[Entries taken from a collection]
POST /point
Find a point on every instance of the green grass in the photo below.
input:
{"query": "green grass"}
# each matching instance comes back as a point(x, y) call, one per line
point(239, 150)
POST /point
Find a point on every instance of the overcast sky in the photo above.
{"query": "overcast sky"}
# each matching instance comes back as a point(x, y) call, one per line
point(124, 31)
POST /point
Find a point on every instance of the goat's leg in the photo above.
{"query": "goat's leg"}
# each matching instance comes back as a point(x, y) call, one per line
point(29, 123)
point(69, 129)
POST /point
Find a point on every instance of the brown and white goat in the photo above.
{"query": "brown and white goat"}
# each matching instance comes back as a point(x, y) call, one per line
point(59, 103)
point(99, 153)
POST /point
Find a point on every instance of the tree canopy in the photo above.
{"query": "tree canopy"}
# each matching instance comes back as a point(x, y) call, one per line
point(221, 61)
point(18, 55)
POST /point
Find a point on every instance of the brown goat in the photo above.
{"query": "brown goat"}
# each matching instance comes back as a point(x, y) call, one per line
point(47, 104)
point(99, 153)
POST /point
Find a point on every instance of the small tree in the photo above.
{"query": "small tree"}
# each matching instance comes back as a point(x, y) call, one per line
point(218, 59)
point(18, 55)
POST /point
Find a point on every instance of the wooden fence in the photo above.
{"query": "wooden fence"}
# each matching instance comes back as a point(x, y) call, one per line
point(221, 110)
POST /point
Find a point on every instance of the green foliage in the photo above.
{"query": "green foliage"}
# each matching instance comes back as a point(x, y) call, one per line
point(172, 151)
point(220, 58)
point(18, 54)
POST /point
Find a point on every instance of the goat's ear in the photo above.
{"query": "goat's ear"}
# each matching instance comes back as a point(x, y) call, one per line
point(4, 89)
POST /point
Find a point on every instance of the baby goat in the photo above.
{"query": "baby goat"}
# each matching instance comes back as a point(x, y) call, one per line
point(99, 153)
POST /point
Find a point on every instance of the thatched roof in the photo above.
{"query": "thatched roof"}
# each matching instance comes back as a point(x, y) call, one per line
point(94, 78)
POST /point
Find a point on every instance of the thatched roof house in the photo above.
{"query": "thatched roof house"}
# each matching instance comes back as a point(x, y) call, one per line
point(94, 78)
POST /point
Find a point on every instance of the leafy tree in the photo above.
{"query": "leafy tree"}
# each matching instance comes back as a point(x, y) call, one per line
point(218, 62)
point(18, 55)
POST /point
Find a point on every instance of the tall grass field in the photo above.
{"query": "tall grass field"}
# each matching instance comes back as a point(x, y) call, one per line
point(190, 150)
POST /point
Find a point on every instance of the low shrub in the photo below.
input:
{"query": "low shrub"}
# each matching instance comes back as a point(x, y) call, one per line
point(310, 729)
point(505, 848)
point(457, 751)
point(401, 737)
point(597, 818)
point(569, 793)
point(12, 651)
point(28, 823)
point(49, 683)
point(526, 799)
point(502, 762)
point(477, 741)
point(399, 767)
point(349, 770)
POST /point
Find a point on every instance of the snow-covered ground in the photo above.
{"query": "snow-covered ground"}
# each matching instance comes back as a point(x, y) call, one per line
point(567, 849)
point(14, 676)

STATED GOAL: Every record above needs to be repeated word for word.

OUTPUT BELOW:
POST /point
Find a point on every instance of the green grass in the photo below.
input:
{"query": "green grass"}
# each matching instance comes back as a point(x, y) call, one per line
point(239, 150)
POST /point
Find a point on every instance of the overcast sky in the photo above.
{"query": "overcast sky"}
# each matching instance comes back as a point(x, y) call, one per line
point(124, 31)
POST /point
Find a point on every instance of the goat's leg in the photo above.
{"query": "goat's leg"}
# each matching instance comes back as a point(x, y) call, one per line
point(29, 123)
point(69, 129)
POST /point
Find a point on every instance of the brown and white goat in the photo above.
{"query": "brown and white goat"}
# each matching instance comes back as a point(x, y) call, one per line
point(59, 103)
point(99, 153)
POST /point
Find a point on every instance of the tree canopy in the photo above.
{"query": "tree canopy"}
# each matching instance comes back as a point(x, y) call, one per line
point(221, 61)
point(18, 55)
POST /point
Find a point on every instance of the brown goat in the photo above.
{"query": "brown goat"}
# each matching instance comes back as a point(x, y) call, one per line
point(47, 104)
point(99, 153)
POST /point
Find a point on every instance of the small tree in the photo above.
{"query": "small tree"}
# each matching instance comes back as a point(x, y) call, one per line
point(218, 59)
point(18, 55)
POST /point
Find a point on every instance of the wooden fence in the photo above.
{"query": "wooden fence"}
# each matching instance comes back as a point(x, y) call, one per line
point(221, 110)
POST /point
Find a point on every instance of the green foliage in the photo above.
{"query": "green foliage"}
# each matching instance comes back as a point(x, y) call, one per line
point(172, 151)
point(220, 58)
point(18, 54)
POST /point
Find a point on every instance of the goat's ear in the photo above.
{"query": "goat's ear"}
# each matching instance comes back as a point(x, y) call, one per line
point(4, 89)
POST /point
Find a point on every instance of the baby goat in the photo above.
{"query": "baby goat"}
# each matching instance comes back as a point(x, y) call, one per line
point(99, 153)
POST /point
Find a point on every instance of the thatched roof in the photo above.
{"query": "thatched roof"}
# each matching instance comes back as a point(x, y) call, one per line
point(94, 78)
POST /point
Find a point on every instance of the thatched roof house in the photo above.
{"query": "thatched roof house"}
# each matching instance comes back as a point(x, y) call, one per line
point(94, 78)
POST /point
Find a point on every instance of the leafy tree in the photo above.
{"query": "leafy tree"}
# each matching instance comes back as a point(x, y) call, one per line
point(218, 62)
point(18, 55)
POST /point
Find a point on every instance of the tall grass field in the photo above.
{"query": "tall grass field"}
# each matching instance comes back as a point(x, y) call, one per line
point(190, 150)
POST /point
Find a point on every instance of the low shrub in the photo below.
input:
{"query": "low shrub"}
# each matching instance comes back as a point(x, y) call, one per line
point(310, 729)
point(505, 848)
point(457, 751)
point(401, 737)
point(597, 818)
point(569, 793)
point(12, 651)
point(28, 823)
point(49, 683)
point(526, 799)
point(502, 762)
point(477, 741)
point(399, 767)
point(349, 770)
POST /point
Find a point on every instance of the snow-covered ground in the photo above.
{"query": "snow-covered ground"}
# each matching instance comes back as a point(x, y) call, one per line
point(567, 849)
point(14, 676)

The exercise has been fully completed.